> _YOUR TASK_
Reproduce every line from the one containing "green tree in the photo above." through the end of the lines, shifting each coordinate up by 101 and copying the other lines unchanged.

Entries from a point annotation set
* * *

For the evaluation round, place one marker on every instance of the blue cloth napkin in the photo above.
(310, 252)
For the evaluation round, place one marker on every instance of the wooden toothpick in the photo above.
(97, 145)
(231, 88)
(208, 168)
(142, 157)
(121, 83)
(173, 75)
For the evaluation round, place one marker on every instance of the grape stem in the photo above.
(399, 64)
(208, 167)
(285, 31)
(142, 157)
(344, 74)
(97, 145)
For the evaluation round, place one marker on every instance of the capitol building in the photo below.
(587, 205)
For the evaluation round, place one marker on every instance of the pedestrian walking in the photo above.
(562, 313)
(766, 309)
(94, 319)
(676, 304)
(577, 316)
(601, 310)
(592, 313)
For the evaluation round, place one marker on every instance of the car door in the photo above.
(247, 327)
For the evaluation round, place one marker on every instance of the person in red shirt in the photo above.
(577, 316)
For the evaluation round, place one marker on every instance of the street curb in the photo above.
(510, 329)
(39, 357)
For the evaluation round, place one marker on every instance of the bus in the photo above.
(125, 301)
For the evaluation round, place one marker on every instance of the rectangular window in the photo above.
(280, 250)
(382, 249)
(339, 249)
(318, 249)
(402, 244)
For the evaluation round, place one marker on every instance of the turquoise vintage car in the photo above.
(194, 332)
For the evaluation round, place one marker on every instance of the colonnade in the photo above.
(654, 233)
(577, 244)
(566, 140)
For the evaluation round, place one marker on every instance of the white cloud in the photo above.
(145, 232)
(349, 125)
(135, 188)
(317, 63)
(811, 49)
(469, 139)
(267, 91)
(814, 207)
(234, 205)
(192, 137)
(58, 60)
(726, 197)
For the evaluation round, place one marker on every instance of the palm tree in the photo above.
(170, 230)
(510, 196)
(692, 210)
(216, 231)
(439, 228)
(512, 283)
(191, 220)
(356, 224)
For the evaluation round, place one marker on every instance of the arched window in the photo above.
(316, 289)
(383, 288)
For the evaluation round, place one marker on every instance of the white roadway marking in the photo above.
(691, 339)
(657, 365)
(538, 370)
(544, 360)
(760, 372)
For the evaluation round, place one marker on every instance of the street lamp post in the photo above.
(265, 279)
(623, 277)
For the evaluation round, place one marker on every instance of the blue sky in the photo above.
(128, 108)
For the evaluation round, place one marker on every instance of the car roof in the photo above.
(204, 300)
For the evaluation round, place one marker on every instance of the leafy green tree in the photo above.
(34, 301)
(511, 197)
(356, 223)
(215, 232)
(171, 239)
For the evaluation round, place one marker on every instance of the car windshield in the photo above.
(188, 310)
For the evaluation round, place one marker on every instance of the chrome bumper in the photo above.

* * *

> _OUTPUT BELOW_
For the evaluation round, place one marker on every instance of the leafy green tree in the photo above.
(135, 402)
(612, 298)
(457, 324)
(316, 333)
(272, 340)
For the evaluation round, place one marker on every instance of the car windshield in the photo above.
(289, 411)
For the evaluation round, place one marker on every instance of the chrome bumper in the photo above.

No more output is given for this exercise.